⟨

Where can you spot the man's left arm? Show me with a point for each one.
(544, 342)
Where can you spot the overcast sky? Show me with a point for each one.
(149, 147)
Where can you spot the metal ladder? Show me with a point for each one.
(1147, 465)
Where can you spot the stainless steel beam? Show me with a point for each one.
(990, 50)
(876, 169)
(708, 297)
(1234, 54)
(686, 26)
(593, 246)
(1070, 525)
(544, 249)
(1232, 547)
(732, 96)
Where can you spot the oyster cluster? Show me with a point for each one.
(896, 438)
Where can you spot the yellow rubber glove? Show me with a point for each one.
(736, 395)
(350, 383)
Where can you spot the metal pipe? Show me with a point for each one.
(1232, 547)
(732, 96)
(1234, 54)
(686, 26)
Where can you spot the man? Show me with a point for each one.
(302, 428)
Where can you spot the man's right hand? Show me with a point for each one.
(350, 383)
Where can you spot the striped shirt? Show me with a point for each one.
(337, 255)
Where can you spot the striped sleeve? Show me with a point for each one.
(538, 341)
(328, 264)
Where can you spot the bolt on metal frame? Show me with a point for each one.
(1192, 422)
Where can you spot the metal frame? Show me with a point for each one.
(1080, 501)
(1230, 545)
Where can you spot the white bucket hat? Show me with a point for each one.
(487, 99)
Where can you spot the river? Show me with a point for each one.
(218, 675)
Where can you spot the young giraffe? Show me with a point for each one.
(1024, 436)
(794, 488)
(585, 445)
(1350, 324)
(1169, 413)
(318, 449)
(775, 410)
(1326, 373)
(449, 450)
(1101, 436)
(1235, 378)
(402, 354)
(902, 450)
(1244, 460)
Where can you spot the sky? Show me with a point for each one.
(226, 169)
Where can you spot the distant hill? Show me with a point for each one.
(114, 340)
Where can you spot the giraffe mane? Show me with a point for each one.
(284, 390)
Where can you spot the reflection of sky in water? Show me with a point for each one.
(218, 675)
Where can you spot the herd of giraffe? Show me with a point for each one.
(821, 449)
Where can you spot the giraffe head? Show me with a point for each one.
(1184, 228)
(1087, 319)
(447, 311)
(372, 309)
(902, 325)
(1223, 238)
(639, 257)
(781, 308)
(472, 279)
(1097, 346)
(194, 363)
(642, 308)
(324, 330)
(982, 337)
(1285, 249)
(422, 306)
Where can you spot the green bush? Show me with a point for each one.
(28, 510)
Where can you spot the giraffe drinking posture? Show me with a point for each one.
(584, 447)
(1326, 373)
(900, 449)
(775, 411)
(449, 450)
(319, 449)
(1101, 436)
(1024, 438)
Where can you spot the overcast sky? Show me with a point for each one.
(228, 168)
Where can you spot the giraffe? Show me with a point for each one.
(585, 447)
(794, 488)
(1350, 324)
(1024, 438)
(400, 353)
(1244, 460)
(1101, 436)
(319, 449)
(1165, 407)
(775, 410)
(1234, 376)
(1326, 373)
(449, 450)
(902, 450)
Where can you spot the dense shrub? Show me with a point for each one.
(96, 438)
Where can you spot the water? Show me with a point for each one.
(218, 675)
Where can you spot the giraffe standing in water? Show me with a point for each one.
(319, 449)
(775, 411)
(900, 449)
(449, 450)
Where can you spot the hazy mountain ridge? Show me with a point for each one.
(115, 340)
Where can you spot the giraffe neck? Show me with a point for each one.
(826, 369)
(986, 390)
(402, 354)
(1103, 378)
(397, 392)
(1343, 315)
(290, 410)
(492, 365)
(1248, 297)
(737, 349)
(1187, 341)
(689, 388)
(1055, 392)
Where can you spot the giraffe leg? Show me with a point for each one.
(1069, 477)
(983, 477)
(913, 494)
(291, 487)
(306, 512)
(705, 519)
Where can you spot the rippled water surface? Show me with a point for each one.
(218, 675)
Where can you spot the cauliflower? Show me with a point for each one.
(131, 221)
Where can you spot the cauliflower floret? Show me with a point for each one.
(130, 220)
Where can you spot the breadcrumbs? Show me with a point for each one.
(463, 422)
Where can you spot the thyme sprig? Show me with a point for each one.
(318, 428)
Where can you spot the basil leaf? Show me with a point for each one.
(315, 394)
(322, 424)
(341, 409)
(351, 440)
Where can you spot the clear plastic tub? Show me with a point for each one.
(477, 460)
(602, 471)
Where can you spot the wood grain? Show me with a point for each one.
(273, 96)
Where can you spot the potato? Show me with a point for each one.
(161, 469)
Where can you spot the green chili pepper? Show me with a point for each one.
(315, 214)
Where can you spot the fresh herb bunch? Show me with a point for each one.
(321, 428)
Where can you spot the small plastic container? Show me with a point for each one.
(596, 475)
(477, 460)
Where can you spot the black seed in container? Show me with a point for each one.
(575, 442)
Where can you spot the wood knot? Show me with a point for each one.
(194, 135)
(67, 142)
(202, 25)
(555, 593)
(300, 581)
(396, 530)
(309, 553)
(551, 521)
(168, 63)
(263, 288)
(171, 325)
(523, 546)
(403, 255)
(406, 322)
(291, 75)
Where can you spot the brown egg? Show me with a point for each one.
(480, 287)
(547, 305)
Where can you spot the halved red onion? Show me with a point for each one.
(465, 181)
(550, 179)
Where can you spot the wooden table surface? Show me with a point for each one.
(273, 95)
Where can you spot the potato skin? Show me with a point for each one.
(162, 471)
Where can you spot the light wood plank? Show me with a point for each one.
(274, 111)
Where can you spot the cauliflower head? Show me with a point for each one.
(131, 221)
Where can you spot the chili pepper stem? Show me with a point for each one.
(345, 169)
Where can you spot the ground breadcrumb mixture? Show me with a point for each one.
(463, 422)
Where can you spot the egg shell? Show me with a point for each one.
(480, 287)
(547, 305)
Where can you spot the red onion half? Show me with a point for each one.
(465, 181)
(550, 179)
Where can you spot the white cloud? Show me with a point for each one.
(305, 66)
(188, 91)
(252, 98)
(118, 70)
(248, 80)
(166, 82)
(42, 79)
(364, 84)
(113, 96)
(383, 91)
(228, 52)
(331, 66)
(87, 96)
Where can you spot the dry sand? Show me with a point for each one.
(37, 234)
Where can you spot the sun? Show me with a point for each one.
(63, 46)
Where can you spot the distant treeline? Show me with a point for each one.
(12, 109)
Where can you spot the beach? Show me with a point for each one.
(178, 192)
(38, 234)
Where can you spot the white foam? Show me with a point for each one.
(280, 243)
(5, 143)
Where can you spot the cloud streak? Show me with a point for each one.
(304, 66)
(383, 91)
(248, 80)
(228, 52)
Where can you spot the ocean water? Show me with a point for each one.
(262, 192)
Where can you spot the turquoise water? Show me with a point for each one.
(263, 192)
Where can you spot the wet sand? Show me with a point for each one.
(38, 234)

⟩

▶ **AIM OF THE TASK**
Repeat the listing above line by line, exactly as written.

▶ **ANSWER AREA**
Where can you spot the man's left arm? Show me with a point for each one.
(544, 342)
Where can you spot the overcast sky? Show me with a point for each one.
(149, 147)
Where can you spot the metal ladder? Show me with a point for each one.
(1147, 465)
Where can you spot the stainless steel beam? Show me with a point for each one.
(990, 50)
(876, 169)
(708, 297)
(1234, 54)
(686, 26)
(593, 246)
(1070, 525)
(544, 249)
(1232, 547)
(732, 96)
Where can you spot the oyster cluster? Show me with a point for each one.
(896, 438)
Where can you spot the yellow rubber glove? Show me with a point for each one.
(736, 395)
(350, 383)
Where can you spot the metal pipe? Show me with a point for each one.
(1232, 547)
(732, 96)
(1234, 54)
(686, 26)
Where can you spot the man? Show me with a point for each one.
(302, 428)
Where can you spot the man's right hand? Show me with a point for each one.
(350, 383)
Where can you spot the striped shirt? Show me with a point for each one.
(337, 255)
Where can you spot the striped sleeve? Show me with a point for each one.
(538, 341)
(328, 264)
Where can you spot the bolt on metal frame? Show me with a point for each one.
(1192, 422)
Where can you spot the metal frame? Show me with a point for each one.
(1080, 501)
(1230, 545)
Where can you spot the white bucket hat? Show me with a point for each one.
(487, 99)
Where can you spot the river? Show me with a point for each one.
(218, 675)
Where can you spot the young giraffe? Show me with a point for each one.
(1024, 436)
(794, 488)
(585, 445)
(1350, 324)
(1169, 413)
(318, 449)
(775, 410)
(1326, 373)
(449, 450)
(1101, 436)
(1235, 378)
(402, 354)
(902, 450)
(1244, 460)
Where can you spot the sky? Show me with a point for each one.
(226, 169)
Where can you spot the distant hill? Show me with a point for each one.
(114, 340)
Where can you spot the giraffe mane? Show me with a point for each one.
(284, 390)
Where can you spot the reflection of sky in water? Show me with a point for each one.
(218, 675)
Where can you spot the herd of giraffe? Show me with a point for each one.
(821, 449)
Where can you spot the giraffe head? Show me with a point for each one.
(1184, 228)
(1087, 319)
(447, 311)
(372, 309)
(902, 325)
(1223, 238)
(639, 257)
(781, 308)
(472, 279)
(1097, 346)
(194, 363)
(642, 308)
(324, 330)
(982, 337)
(1285, 249)
(422, 306)
Where can you spot the green bush? Show me with a point for each one.
(28, 510)
Where can you spot the giraffe drinking posture? Show me with a point for each one.
(584, 447)
(1326, 373)
(900, 449)
(775, 411)
(449, 450)
(319, 449)
(1101, 436)
(1024, 438)
Where can you spot the overcast sky? Show me with a point for each one.
(228, 168)
Where can you spot the giraffe? Show me with a point for each one.
(585, 447)
(794, 488)
(1350, 324)
(1024, 438)
(400, 353)
(1244, 460)
(1101, 436)
(319, 449)
(1165, 407)
(775, 410)
(1234, 376)
(1326, 373)
(449, 450)
(902, 450)
Where can you spot the dense shrub? Show me with a point for each one.
(96, 438)
Where can you spot the water? Show me with a point for each one.
(218, 675)
Where can you spot the giraffe standing in water? Show me with a point for each one.
(319, 449)
(775, 411)
(900, 449)
(449, 450)
Where can you spot the hazy mountain ridge? Show me with a point for each one.
(115, 340)
Where can you spot the giraffe neck? Show me with a point for each one.
(826, 369)
(986, 390)
(402, 354)
(1103, 378)
(397, 392)
(1343, 315)
(290, 410)
(492, 365)
(1248, 297)
(737, 349)
(1187, 341)
(689, 388)
(1055, 392)
Where can you spot the giraffe leg? Show me with a point for each one.
(1069, 477)
(983, 477)
(913, 494)
(291, 487)
(306, 512)
(705, 519)
Where can you spot the rippled water surface? Show me with a point for each one.
(218, 675)
Where can you spot the cauliflower? Show me with a point for each one.
(131, 221)
Where can you spot the cauliflower floret? Show me with a point for each one.
(130, 220)
Where can you spot the breadcrumbs? Show me with a point for each one.
(463, 422)
Where can you spot the thyme sprig? Show me with a point for each one.
(318, 428)
Where can you spot the basil leaf? Show me with a point for each one.
(315, 394)
(322, 424)
(341, 409)
(351, 440)
Where can you spot the clear plastic tub? Show me with a point for each one.
(477, 460)
(602, 471)
Where can you spot the wood grain? Show me with a point for each one.
(273, 96)
Where can you spot the potato? Show me with a point for each one.
(161, 469)
Where can you spot the green chili pepper? Show me with a point for each one.
(315, 214)
Where can you spot the fresh herb bunch? Show me with a point for each one.
(321, 428)
Where can you spot the small plastic container? Show me with a point for each one.
(596, 475)
(477, 460)
Where can you spot the black seed in container? Show me with a point for each one.
(575, 442)
Where can you spot the wood knot? Show me with a point for each one.
(194, 135)
(67, 142)
(202, 25)
(555, 593)
(300, 581)
(396, 530)
(309, 553)
(551, 521)
(168, 63)
(263, 288)
(171, 325)
(523, 546)
(403, 255)
(406, 322)
(291, 75)
Where can you spot the brown egg? Show me with a point for each one.
(480, 287)
(547, 305)
Where can you spot the halved red onion? Show me with a point for each one.
(465, 181)
(550, 179)
Where can you spot the wooden table surface? Show me with a point for each one.
(273, 95)
Where can you spot the potato skin? Show me with a point for each one.
(162, 471)
Where can you spot the light wood plank? Show me with a point for each one.
(274, 111)
Where can you spot the cauliflower head? Show me with a point for each one.
(131, 221)
Where can you spot the chili pepper stem? Show me with a point for each one.
(345, 169)
Where can you spot the ground breadcrumb mixture? Show me with a point for each one.
(463, 422)
Where can you spot the egg shell? Show me with a point for each one.
(480, 287)
(547, 305)
Where can you spot the red onion half? Show me with a point for each one.
(465, 181)
(550, 179)
Where can you spot the white cloud? Show me with a point for each one.
(305, 66)
(188, 91)
(252, 98)
(118, 70)
(248, 80)
(166, 82)
(42, 79)
(364, 84)
(113, 96)
(383, 91)
(228, 52)
(331, 66)
(87, 96)
Where can you spot the dry sand? Show me with a point for each one.
(37, 234)
Where can you spot the sun? Show me with a point for each one.
(63, 46)
Where can you spot the distant treeline? Show me with a point for each one.
(12, 109)
Where can you spot the beach? Show me with a point for each one.
(178, 192)
(38, 234)
Where can you spot the white foam? Show me with a point for each one.
(280, 243)
(5, 143)
Where can you spot the cloud streak? Show me with a point for each one.
(304, 66)
(383, 91)
(248, 80)
(228, 52)
Where can you spot the ocean water? Show me with a point for each one.
(262, 192)
Where can you spot the turquoise water? Show me with a point for each one.
(263, 192)
Where can you spot the wet sand? Show me with a point for each one.
(38, 234)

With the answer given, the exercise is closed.